SHORT TASK:
Look in the data below for the line that contains "A single pin marks each instance of the white". Copy that line and the remaining lines exactly.

PROVIDED INFORMATION:
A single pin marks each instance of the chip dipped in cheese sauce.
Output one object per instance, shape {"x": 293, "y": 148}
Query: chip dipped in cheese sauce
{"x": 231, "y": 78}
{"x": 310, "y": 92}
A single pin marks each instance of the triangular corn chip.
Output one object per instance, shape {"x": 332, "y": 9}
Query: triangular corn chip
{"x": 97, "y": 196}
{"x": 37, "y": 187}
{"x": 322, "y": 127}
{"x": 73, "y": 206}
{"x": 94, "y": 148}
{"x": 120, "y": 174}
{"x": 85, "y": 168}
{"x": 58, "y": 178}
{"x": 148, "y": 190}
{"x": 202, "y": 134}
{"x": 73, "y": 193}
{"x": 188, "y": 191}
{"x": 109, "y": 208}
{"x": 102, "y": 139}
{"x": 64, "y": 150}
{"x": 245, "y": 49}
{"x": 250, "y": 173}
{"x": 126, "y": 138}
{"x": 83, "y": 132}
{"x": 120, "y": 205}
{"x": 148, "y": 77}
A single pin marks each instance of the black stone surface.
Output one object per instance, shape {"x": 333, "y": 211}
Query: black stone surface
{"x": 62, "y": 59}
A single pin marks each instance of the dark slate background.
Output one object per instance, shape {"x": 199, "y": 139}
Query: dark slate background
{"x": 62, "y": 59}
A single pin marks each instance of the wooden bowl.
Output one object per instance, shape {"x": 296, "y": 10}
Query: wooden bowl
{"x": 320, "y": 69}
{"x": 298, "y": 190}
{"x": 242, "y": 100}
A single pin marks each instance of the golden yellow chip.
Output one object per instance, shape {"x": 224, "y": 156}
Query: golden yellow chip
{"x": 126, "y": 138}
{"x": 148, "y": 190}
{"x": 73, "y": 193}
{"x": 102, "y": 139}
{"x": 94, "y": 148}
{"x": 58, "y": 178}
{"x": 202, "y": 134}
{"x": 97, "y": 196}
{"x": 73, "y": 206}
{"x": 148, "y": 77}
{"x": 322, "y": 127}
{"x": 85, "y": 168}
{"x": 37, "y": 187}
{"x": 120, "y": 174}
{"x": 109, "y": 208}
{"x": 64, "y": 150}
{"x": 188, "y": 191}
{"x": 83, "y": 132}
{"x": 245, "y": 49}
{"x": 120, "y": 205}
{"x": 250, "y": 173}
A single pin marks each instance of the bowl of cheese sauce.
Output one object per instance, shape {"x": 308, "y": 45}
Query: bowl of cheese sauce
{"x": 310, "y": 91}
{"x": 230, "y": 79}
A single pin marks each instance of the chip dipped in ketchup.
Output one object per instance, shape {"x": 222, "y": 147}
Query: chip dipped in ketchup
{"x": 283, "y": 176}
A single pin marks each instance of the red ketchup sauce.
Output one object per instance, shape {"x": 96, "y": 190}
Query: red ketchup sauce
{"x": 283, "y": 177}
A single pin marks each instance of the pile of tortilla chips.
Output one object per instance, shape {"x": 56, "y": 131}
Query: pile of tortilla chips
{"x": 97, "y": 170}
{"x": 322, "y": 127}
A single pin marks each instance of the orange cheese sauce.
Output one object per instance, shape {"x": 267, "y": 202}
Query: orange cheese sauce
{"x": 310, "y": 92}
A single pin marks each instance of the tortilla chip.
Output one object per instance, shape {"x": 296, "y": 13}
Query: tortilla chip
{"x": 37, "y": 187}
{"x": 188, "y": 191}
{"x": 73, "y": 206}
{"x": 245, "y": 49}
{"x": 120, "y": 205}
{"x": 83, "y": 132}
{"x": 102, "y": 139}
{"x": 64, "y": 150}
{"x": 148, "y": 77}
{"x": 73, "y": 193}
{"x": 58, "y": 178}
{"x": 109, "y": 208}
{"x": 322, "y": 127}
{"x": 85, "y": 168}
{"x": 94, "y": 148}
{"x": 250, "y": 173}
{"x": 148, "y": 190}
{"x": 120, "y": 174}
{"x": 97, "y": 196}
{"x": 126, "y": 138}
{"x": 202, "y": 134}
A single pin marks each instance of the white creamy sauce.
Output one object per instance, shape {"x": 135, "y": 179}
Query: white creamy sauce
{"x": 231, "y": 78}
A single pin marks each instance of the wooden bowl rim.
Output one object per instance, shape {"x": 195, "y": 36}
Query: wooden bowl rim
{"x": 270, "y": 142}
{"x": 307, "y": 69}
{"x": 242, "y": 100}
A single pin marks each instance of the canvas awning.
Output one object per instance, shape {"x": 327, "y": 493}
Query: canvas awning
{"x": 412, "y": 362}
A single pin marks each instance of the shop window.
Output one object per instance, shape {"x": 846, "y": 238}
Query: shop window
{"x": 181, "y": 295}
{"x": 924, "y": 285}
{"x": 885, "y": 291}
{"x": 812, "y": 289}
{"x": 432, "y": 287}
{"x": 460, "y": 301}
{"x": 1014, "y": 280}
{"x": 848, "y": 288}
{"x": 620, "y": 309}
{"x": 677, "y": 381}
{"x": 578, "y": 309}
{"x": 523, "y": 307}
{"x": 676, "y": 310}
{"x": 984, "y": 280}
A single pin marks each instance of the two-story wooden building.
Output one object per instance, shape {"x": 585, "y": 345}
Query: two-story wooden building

WRITTEN REPLY:
A single pin marks each instance of the white creamy sauce.
Output one object per instance, shape {"x": 135, "y": 179}
Query: white creamy sauce
{"x": 231, "y": 78}
A single pin marks each instance of the wooden bowl rim.
Output one object per instance, shape {"x": 195, "y": 36}
Query: wooden bowl rim
{"x": 270, "y": 142}
{"x": 307, "y": 69}
{"x": 242, "y": 100}
A single pin marks each instance of the canvas awning.
Output one object per instance, shape {"x": 327, "y": 493}
Query: canvas awning
{"x": 412, "y": 362}
A single pin marks each instance of the shop window.
Output one object per instance, shape {"x": 846, "y": 238}
Query: shop window
{"x": 181, "y": 295}
{"x": 924, "y": 285}
{"x": 885, "y": 291}
{"x": 812, "y": 289}
{"x": 432, "y": 287}
{"x": 460, "y": 301}
{"x": 1014, "y": 280}
{"x": 848, "y": 288}
{"x": 620, "y": 309}
{"x": 677, "y": 381}
{"x": 578, "y": 309}
{"x": 523, "y": 307}
{"x": 676, "y": 310}
{"x": 984, "y": 280}
A single pin marks each instance of the two-story wooden building.
Output one object per instance, shape {"x": 585, "y": 345}
Query: two-story wooden building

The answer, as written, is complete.